* **Available data**

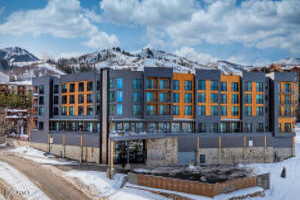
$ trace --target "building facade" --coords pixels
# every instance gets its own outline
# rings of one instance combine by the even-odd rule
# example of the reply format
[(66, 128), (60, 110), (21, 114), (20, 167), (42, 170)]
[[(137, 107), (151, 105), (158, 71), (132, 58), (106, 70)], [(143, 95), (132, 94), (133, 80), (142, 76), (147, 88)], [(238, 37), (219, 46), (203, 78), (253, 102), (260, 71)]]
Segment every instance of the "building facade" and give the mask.
[(66, 157), (148, 165), (273, 162), (294, 155), (295, 72), (103, 69), (33, 80), (32, 145)]

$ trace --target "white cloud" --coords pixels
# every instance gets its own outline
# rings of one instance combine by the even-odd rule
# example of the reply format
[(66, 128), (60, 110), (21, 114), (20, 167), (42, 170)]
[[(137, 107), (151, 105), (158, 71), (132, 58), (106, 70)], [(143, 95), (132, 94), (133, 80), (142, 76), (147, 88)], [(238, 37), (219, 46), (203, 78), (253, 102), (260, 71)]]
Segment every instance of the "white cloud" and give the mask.
[(201, 64), (208, 64), (208, 63), (216, 62), (218, 60), (214, 56), (211, 56), (207, 53), (198, 52), (191, 47), (182, 47), (181, 49), (176, 50), (175, 54), (186, 57), (190, 60), (196, 61)]
[(102, 32), (94, 24), (100, 21), (101, 17), (93, 11), (83, 9), (79, 0), (49, 0), (45, 8), (12, 13), (0, 24), (0, 34), (81, 37), (87, 39), (84, 44), (92, 48), (119, 45), (115, 35)]

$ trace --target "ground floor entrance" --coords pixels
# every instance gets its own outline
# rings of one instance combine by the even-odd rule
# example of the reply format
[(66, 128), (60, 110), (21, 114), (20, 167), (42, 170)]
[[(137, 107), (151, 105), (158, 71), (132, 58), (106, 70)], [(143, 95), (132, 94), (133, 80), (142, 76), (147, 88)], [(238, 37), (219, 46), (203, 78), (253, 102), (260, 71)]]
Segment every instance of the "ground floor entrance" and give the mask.
[(147, 160), (146, 141), (134, 140), (116, 142), (114, 158), (115, 164), (144, 164)]

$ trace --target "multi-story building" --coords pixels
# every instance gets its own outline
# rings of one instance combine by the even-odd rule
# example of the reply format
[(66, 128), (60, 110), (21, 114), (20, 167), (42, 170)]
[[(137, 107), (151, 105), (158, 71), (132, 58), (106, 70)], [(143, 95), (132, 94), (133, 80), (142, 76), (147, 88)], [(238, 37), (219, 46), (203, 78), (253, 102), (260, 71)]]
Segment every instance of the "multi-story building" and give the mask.
[(273, 162), (294, 155), (297, 81), (294, 72), (161, 67), (40, 77), (30, 139), (99, 163), (111, 148), (116, 162), (149, 165)]

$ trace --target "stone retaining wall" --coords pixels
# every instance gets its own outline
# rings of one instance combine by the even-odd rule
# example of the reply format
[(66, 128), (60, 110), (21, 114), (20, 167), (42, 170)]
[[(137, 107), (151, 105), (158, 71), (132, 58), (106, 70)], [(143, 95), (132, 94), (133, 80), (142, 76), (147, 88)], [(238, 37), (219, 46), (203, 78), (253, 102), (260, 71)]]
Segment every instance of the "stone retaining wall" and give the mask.
[(10, 185), (0, 179), (0, 194), (6, 200), (25, 200), (21, 194), (18, 194)]

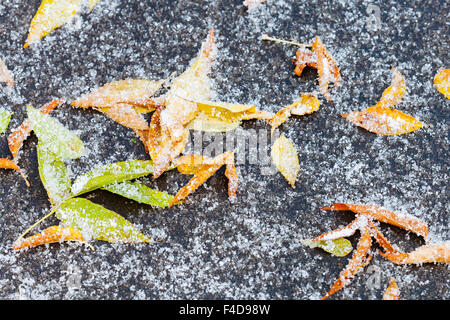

* **Exercise**
Please repeat every record above exactly, leaving the pictures out.

* **The completed task**
$ trace --target "building facade" --coords pixels
# every instance gets its own outline
# rings of one instance combine by the even-odd rule
# example of the reply format
[(66, 128), (60, 110), (21, 114), (20, 167), (42, 170)]
[[(137, 107), (151, 105), (158, 71), (132, 58), (106, 70)], [(143, 95), (132, 94), (133, 80), (142, 76), (147, 88)], [(238, 37), (219, 46), (203, 78), (253, 102), (260, 71)]]
Segment every instance of the "building facade" and give the mask.
[(66, 157), (148, 165), (273, 162), (294, 155), (295, 72), (103, 69), (33, 80), (32, 145)]

$ trace --target "white cloud" --coords pixels
# every instance gets its own outline
# rings of one instance combine by the even-odd rule
# example of the reply format
[(66, 128), (60, 110), (21, 114), (20, 167), (42, 170)]
[[(137, 107), (151, 105), (158, 71), (132, 58), (106, 70)], [(143, 95), (132, 94), (133, 80), (142, 76), (147, 88)], [(238, 37), (219, 46), (203, 78), (253, 102), (260, 71)]]
Segment every instance of the "white cloud" and give the mask.
[(201, 64), (208, 64), (208, 63), (216, 62), (218, 60), (214, 56), (211, 56), (207, 53), (198, 52), (191, 47), (182, 47), (181, 49), (176, 50), (175, 54), (186, 57), (190, 60), (196, 61)]
[(102, 32), (94, 24), (100, 21), (101, 17), (93, 11), (83, 9), (79, 0), (49, 0), (45, 8), (12, 13), (0, 24), (0, 34), (81, 37), (87, 39), (84, 44), (92, 48), (119, 45), (115, 35)]

$ trace --target "ground floor entrance" --coords pixels
# every instance gets its own outline
# rings of one instance combine by the even-odd rule
# example of the reply format
[(66, 128), (60, 110), (21, 114), (20, 167), (42, 170)]
[[(137, 107), (151, 105), (158, 71), (132, 58), (106, 70)], [(143, 95), (132, 94), (133, 80), (142, 76), (147, 88)], [(238, 37), (219, 46), (203, 78), (253, 102), (260, 71)]]
Segment every instance of the "ground floor entrance" and give the mask.
[(147, 160), (146, 141), (134, 140), (116, 142), (114, 158), (115, 164), (144, 164)]

$ trace --target "multi-story building" --coords pixels
# every instance gets its own outline
# rings of one instance combine by the even-odd rule
# example of the reply format
[(66, 128), (60, 110), (21, 114), (20, 167), (42, 170)]
[[(137, 107), (151, 105), (158, 71), (132, 58), (106, 70)], [(143, 95), (132, 94), (133, 80), (142, 76), (147, 88)], [(238, 37), (219, 46), (203, 78), (253, 102), (260, 71)]]
Segment every instance of the "multi-story building" and give the mask.
[(273, 162), (294, 155), (297, 81), (294, 72), (161, 67), (40, 77), (30, 139), (99, 163), (111, 148), (116, 162), (149, 165)]

$ trace --target "stone retaining wall" --coords pixels
# every instance gets its own outline
# rings of one instance combine by the even-odd rule
# example of the reply format
[(66, 128), (60, 110), (21, 114), (20, 167), (42, 170)]
[[(137, 107), (151, 105), (158, 71), (132, 58), (106, 70)], [(143, 95), (132, 94), (133, 80), (142, 76), (147, 88)], [(238, 37), (219, 46), (203, 78), (253, 102), (260, 71)]]
Segment every instance of the "stone retaining wall" and give the mask.
[(10, 185), (0, 179), (0, 194), (6, 200), (25, 200), (21, 194), (18, 194)]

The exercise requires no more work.